• [Aim] Reproduce every one of the records below verbatim, omitting the pictures.

• [Records supplied]
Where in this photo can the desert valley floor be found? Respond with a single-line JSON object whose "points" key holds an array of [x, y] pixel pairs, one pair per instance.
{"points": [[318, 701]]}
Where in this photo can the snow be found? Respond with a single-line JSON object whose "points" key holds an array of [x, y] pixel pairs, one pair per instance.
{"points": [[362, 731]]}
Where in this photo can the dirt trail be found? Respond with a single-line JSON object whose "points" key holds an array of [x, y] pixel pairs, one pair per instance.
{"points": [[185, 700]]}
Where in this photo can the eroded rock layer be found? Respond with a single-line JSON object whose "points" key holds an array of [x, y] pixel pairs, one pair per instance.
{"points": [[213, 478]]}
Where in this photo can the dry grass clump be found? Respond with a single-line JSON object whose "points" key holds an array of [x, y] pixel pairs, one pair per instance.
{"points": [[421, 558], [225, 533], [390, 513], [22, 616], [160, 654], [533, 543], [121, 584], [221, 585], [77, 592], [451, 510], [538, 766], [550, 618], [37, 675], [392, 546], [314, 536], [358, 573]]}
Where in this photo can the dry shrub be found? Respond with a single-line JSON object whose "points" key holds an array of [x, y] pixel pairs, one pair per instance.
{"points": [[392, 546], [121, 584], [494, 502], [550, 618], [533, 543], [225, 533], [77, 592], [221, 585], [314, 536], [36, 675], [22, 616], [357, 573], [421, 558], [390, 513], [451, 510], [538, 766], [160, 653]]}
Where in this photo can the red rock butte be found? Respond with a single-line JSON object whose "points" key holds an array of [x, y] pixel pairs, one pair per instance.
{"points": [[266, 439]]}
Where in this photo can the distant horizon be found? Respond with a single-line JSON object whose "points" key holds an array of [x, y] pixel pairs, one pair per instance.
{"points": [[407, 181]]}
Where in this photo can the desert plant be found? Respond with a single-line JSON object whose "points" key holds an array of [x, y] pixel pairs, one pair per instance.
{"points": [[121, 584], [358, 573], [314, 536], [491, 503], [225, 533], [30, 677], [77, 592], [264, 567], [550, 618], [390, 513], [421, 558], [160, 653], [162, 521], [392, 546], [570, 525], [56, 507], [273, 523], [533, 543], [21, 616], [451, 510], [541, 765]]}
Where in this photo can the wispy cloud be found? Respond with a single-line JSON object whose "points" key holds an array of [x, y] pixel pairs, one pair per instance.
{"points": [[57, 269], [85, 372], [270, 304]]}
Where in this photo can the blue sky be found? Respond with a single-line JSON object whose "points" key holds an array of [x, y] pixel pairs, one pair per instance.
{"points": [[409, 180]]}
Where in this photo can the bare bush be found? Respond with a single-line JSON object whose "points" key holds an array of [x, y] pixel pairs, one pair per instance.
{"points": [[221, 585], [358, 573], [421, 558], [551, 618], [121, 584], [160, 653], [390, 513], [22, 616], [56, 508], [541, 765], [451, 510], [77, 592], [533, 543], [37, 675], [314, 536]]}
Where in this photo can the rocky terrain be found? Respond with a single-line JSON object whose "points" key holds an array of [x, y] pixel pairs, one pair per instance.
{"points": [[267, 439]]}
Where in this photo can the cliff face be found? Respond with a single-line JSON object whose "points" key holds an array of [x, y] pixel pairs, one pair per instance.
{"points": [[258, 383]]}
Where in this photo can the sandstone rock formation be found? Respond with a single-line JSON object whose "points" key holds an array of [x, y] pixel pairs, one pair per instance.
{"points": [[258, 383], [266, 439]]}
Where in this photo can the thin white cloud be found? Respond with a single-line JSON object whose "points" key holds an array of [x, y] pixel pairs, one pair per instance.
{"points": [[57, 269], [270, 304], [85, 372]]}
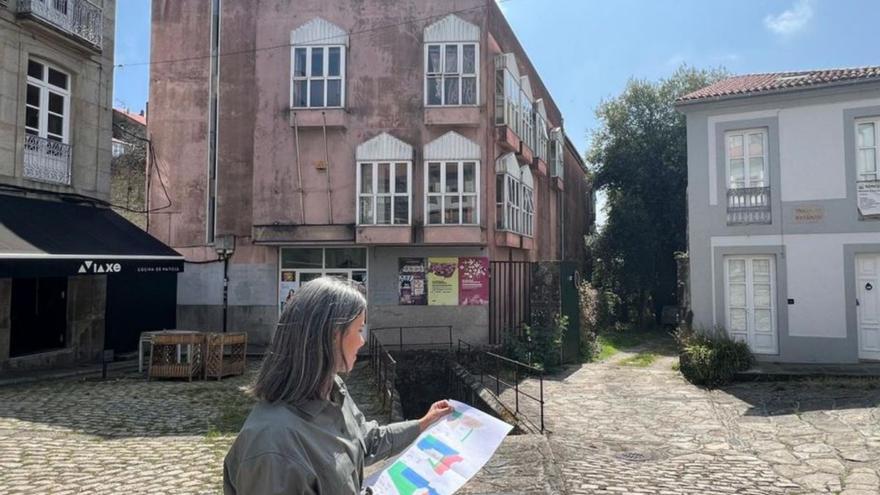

• [Solution to this exercise]
Where in this photo can the desert valley floor be found? Respond with a single-line JSON object whose "points" key holds an array of [x, y] pixel pairs, one pair per instance.
{"points": [[318, 701]]}
Where in this photo can the snow be found? Respond with a single-line JSON object whose "points" key holds an array of [x, y] pixel pairs, one pair per instance.
{"points": [[362, 731]]}
Where in this photo can the dirt trail be found? Respond with a single-line JSON object whose "points" key holds an array of [x, y] pixel pairs, one pair per instance.
{"points": [[185, 700]]}
Where in this photo can the eroded rock layer be found? Respond with a single-line JSON object whose "points" key holds an array of [x, y] pixel pairs, one pair per instance.
{"points": [[213, 478]]}
Where in this photo can the dry grass clump be found? Respond with a single-line JSON object whose "points" key holds an array of [x, y] pixel pairs, one pair per instance.
{"points": [[421, 558], [225, 533], [390, 513], [22, 616], [160, 654], [533, 543], [121, 584], [221, 585], [77, 592], [451, 510], [538, 766], [550, 618], [37, 675], [392, 546], [314, 536], [358, 573]]}
Where in this photo can the dry shrub be found? Respond with a single-line JSON object whose "points" key holds an array of [x, y] pixel pairs, one pair per instance.
{"points": [[392, 546], [121, 584], [494, 502], [550, 618], [533, 543], [225, 533], [77, 592], [221, 585], [314, 536], [36, 675], [22, 616], [357, 573], [421, 558], [390, 513], [451, 510], [538, 766], [160, 653]]}
Where in this photo can the red rock butte be found? Respond with a single-line JSON object whose "points" key holds an array of [x, y] pixel pairs, one pair per instance.
{"points": [[266, 439]]}
Where in this photo can the distant horizon be found? Respond with a single-line JSON object whose "points" key holds an array of [x, y] pixel pairs, one pair per instance.
{"points": [[407, 181]]}
Where in this photo can the desert plant be found? Respond with a single-line JSON object whose "points" key holds an array of [x, y] pixel pairs, one pair per instance.
{"points": [[121, 584], [358, 573], [314, 536], [491, 503], [225, 533], [30, 677], [77, 592], [264, 567], [550, 618], [390, 513], [421, 558], [160, 653], [162, 521], [392, 546], [570, 525], [56, 507], [273, 523], [533, 543], [21, 616], [451, 510], [541, 765]]}
Where in this photo can the wispy cloud be found? Respond with a single-line JSON object whose "points" key holds an array of [x, y] pixel pairs, one pair per instance.
{"points": [[57, 269], [85, 372], [270, 304]]}
Where in this photo can the blue sky be found? Respond with a single-line JSON object whose "points" key holds an array of [x, y] pixel pairs, one pair per instance.
{"points": [[409, 180]]}
Where in this photo can the bare bush be found? Respond with a single-line JSON object whose "points" key holds an array of [x, y] pixel pairs, one pair per instance.
{"points": [[221, 585], [358, 573], [421, 558], [551, 618], [121, 584], [160, 653], [390, 513], [22, 616], [56, 508], [541, 765], [451, 510], [77, 592], [533, 543], [37, 675], [314, 536]]}
Where in this photo can the rocky terrain be found? Respond with a single-line JSON object whose "points" key holds an array of [x, y] pixel pairs, one pair per instance.
{"points": [[267, 439]]}
Where in this photo can the cliff face be found? Respond with a single-line JSON object whose "points" key holds an array of [x, y] pixel pairs, one pair per instance.
{"points": [[258, 383]]}
Where in this photo can the sandstone rock formation be found? Respond with a single-line JSON object whose "points" key holds an array of [x, y] pixel pairs, one pair per instance.
{"points": [[258, 383], [266, 439]]}
Where in this photo can the thin white cloud be found? Respond with a single-line JSON object whose "points" key holds an array of [x, y] pixel pairs, one pair per instance.
{"points": [[57, 269], [270, 304], [85, 372]]}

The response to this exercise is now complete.